→ TEXT PASSAGE:
= = =
Zeniodi was recently a semi-finalist in the La Maestra Competition in Philharmonie de Paris where she was chosen by the jury as one of the six women worldwide to be a member of La Maestra Academy with engagements and professional support for 2022-2024.

==Musical studies==
Zeniodi holds a Doctor of Musical Arts in orchestral conducting from the University of Miami and also studied at the Royal College of Music and the Mozarteum, Salzburg. In an interview to Classical 95.5 FM Radio in March 2017, Zeniodi expressed her close affiliation with American contemporary composer Thomas Sleeper, under whom Zeniodi undertook her early conducting studies and whose work she later championed.

==Early career==
Zeniodi started her early musical career performing as a piano accompanist, mainly in Europe. After her transition to conducting, Zeniodi conducted opera and ballet productions at the Florida Grand Opera, the Greek National Opera, the Onassis Cultural Center, the Festival of the Aegean and the University of Miami. As a guest conductor, she has worked with the Brno Philharmonic, the Tatarstan National Symphony Orchestra, the New Philharmonic Orchestra of Florida, the Pan-European Philharmonia, the Palm Beach Symphony, the Greek-Turkish Youth Orchestra, the National Radio Symphony Orchestra of Greece, the Kamerata/Armonia Atenea, the Florida Youth Orchestra, the Greater Miami Youth Symphony among others. She was also the artistic Director of the Organization of the Thessaloniki Concert Hall.

==Recent career==
Zeniodi made her debut in New Zealand in 2021, with Opera New Zealand in the production of Mozart's Le Nozze di Figaro", a production which was postponed for a year due to COVID-19 pandemic. Zeniodi made her Australian debut in 2022, conducting the Queensland Symphony Orchestra for Poulenc's La voix humaine with Alexandra Flood, and the world premiere of The Call (based on the story "A Phone Call" by Auburn Sandstrom on The Moth) with Ali McGregor. Zeniodi returned to Queensland for a production of Cosi fan tutte with the Opera Queensland in 2023. She had her debut in Teatro Colon performing Giya Kancheli 's Symphony No4, among other works, on 16 June 2023. Zeniodi has been announced to have her debut in Sydney Opera House in the summer of 2024, to perform Mozart's Cosi fan tutte.
= = =
→ DATA TO EXAMINE:
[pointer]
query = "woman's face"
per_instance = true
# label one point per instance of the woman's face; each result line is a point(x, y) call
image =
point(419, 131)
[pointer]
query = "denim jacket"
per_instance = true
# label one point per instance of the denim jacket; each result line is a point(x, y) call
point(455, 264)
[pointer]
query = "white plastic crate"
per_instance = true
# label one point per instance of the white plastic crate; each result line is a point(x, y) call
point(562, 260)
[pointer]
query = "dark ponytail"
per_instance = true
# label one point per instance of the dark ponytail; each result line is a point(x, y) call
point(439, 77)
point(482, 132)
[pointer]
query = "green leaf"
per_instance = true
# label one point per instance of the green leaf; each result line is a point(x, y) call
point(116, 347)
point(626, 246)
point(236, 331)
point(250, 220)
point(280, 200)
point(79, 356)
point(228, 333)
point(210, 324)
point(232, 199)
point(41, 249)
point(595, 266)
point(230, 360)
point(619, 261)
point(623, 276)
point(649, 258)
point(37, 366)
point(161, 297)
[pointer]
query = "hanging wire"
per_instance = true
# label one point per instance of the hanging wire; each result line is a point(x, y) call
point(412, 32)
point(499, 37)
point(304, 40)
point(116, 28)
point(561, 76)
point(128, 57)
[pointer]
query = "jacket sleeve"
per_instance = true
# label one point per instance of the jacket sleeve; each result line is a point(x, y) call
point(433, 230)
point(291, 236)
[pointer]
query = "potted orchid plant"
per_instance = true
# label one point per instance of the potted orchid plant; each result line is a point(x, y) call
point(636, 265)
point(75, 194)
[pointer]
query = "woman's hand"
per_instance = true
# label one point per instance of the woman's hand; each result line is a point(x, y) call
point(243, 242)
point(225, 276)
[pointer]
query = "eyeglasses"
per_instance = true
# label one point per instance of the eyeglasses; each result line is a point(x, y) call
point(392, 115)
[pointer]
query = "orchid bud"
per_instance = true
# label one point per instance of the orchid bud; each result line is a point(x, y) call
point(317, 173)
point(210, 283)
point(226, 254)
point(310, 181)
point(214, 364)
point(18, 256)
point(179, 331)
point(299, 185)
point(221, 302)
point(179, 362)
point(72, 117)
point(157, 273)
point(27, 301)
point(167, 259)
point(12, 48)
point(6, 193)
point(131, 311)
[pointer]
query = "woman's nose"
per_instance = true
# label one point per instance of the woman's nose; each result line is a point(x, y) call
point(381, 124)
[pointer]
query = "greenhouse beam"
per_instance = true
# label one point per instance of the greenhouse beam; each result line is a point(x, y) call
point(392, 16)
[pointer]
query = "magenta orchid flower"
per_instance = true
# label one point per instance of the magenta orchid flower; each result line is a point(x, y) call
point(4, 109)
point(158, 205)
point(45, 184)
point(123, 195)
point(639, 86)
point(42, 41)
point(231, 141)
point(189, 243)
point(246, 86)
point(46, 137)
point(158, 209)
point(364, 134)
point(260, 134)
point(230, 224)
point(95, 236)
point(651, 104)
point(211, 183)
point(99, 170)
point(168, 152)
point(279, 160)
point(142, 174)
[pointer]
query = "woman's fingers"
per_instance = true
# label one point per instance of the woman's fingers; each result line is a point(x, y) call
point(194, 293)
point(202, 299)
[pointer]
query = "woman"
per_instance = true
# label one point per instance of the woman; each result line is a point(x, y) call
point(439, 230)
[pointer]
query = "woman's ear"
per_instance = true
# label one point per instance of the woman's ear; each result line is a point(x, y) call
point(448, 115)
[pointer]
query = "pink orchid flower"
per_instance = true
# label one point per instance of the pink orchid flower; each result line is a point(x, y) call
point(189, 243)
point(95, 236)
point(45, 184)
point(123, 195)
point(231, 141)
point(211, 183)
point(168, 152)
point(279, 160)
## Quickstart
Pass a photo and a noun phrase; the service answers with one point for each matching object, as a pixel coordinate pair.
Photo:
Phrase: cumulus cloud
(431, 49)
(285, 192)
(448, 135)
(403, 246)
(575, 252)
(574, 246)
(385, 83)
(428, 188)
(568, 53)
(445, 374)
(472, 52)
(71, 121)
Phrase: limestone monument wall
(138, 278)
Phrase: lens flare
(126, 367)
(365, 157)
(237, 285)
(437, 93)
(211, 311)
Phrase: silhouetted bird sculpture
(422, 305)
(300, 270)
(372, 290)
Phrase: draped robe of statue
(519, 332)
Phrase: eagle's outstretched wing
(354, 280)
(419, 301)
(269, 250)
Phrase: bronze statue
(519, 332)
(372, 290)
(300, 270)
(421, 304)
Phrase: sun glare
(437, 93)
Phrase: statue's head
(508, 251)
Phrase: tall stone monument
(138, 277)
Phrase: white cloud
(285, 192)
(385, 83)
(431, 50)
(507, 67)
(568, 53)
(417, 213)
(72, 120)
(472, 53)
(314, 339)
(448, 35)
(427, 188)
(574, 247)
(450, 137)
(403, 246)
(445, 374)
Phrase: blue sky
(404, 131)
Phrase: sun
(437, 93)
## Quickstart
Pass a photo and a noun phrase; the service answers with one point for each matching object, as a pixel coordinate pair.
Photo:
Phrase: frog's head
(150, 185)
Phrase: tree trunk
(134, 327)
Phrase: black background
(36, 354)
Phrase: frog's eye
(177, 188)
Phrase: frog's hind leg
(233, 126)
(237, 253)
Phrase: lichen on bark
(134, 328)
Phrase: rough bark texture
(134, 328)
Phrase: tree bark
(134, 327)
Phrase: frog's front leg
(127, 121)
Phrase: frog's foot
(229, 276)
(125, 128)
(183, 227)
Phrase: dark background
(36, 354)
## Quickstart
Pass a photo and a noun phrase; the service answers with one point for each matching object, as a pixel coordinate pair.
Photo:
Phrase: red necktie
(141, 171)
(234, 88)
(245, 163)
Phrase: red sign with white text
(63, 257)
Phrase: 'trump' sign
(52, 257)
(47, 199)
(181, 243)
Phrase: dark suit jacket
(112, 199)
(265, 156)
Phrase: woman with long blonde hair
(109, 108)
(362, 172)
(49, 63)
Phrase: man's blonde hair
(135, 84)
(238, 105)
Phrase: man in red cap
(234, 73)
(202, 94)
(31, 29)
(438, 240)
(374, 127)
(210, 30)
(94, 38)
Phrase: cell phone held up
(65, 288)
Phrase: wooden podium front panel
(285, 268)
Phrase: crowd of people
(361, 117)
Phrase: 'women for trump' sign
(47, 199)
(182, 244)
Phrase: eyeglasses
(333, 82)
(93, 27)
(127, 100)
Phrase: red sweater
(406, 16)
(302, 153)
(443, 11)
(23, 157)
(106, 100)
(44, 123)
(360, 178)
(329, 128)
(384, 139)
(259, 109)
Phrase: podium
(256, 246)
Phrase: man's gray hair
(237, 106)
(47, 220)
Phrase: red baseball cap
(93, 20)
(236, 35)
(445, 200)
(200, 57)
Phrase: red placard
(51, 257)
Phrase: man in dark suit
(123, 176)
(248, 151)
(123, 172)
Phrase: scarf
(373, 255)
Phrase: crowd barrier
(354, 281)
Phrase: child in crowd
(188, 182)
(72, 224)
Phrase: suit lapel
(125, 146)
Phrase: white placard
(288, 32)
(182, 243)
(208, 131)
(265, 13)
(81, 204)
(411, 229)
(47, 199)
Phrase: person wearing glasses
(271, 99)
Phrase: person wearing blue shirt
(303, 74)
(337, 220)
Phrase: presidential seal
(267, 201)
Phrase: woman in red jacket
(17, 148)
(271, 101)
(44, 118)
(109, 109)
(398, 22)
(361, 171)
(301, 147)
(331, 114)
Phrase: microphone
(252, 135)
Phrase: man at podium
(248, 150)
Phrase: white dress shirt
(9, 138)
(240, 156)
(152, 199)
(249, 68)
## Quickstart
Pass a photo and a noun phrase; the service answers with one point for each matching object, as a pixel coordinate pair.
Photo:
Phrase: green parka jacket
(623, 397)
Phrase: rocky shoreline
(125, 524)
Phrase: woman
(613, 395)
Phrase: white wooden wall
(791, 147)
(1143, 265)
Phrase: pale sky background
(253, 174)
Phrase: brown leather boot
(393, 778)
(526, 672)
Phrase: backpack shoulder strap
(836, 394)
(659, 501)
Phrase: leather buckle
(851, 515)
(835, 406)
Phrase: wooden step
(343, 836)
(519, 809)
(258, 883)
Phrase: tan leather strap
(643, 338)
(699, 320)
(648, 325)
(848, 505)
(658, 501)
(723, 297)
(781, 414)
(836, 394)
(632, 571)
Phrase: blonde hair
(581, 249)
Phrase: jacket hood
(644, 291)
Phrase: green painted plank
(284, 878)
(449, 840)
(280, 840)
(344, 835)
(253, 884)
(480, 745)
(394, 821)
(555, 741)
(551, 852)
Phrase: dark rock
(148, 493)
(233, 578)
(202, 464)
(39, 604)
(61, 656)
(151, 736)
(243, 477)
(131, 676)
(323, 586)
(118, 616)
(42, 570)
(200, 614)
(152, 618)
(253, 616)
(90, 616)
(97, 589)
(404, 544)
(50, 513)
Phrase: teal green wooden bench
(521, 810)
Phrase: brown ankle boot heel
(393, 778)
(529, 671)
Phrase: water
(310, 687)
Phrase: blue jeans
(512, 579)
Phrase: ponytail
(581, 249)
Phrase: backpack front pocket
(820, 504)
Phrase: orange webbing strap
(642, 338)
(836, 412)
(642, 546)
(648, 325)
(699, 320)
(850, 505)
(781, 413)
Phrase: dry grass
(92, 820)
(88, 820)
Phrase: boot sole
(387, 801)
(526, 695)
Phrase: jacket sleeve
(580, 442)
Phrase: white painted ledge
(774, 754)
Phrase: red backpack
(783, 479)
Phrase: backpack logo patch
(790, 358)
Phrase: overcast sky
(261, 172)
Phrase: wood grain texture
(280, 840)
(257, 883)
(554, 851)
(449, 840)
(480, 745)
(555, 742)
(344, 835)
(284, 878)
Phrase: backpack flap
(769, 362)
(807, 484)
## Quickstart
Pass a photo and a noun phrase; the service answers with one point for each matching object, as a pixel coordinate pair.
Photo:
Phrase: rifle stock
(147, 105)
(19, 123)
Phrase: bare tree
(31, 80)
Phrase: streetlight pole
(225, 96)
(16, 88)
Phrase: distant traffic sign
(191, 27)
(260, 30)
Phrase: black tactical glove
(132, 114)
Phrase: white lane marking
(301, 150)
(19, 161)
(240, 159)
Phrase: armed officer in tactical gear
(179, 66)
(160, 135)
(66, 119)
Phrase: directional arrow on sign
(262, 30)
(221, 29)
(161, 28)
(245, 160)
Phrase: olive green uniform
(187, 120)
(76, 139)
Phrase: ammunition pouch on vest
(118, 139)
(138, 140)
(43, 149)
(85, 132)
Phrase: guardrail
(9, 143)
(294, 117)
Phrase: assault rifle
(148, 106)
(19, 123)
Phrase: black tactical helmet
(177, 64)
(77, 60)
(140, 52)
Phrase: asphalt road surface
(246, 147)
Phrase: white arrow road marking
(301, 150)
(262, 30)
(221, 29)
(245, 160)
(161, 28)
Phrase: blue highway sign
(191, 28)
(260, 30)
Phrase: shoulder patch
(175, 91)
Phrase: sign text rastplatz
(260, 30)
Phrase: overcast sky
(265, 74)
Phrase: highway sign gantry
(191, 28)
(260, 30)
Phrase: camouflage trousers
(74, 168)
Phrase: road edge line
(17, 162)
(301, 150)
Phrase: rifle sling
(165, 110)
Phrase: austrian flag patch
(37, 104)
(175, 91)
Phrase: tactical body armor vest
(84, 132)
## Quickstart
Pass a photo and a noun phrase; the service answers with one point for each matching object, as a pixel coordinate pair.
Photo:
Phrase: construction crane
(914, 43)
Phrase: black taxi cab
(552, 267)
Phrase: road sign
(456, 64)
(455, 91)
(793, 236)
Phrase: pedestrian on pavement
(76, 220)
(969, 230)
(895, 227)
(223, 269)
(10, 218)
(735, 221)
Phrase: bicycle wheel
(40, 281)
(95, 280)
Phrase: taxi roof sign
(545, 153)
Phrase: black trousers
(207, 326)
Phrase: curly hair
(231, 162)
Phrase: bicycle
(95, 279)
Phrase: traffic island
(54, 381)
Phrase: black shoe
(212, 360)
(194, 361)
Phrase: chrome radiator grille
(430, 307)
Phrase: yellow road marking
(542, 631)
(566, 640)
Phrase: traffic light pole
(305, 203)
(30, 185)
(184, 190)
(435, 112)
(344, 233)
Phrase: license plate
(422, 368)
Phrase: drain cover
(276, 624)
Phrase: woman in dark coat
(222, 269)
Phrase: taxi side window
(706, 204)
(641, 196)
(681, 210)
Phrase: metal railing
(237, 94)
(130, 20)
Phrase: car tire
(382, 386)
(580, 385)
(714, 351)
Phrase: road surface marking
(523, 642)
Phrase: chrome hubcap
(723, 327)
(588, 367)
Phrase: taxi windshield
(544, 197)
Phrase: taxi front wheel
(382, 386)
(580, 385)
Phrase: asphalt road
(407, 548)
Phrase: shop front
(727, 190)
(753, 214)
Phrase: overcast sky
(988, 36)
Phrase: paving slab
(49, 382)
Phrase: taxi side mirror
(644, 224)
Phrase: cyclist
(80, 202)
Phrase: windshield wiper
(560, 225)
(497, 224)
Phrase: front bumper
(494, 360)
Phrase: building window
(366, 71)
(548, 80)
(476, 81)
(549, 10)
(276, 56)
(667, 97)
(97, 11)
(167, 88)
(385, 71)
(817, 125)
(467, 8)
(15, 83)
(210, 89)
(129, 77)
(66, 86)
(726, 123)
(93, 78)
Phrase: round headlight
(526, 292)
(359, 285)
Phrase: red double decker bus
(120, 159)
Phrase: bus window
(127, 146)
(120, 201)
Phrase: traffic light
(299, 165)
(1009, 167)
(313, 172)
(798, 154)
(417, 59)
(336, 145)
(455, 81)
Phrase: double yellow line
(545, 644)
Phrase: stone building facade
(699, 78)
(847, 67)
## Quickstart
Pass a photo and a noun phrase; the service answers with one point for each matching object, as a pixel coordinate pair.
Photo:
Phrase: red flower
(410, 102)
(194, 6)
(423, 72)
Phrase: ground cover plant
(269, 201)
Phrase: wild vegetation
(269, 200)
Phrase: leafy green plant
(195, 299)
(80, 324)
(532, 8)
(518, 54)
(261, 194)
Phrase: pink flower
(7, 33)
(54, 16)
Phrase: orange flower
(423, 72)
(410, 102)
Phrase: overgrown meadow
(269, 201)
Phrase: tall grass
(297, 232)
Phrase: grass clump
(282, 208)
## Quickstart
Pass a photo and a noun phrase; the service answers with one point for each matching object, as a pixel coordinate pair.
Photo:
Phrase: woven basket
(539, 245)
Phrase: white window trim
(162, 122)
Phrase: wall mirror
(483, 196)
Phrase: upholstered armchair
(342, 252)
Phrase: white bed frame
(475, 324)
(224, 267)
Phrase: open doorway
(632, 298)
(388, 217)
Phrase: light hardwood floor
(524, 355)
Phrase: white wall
= = =
→ REQUIRED ACTION 1: Print the passage on Zeniodi from "Zeniodi was recently" up to and including "support for 2022-2024.".
→ REQUIRED ACTION 2: According to the passage on Zeniodi, why was the Opera New Zealand production of Le Nozze di Figaro postponed?
The material is separate from the passage on Zeniodi.

→ EXERCISE OUTPUT 1:
Zeniodi was recently a semi-finalist in the La Maestra Competition in Philharmonie de Paris where she was chosen by the jury as one of the six women worldwide to be a member of La Maestra Academy with engagements and professional support for 2022-2024.

→ EXERCISE OUTPUT 2: It was postponed for a year because of the COVID-19 pandemic.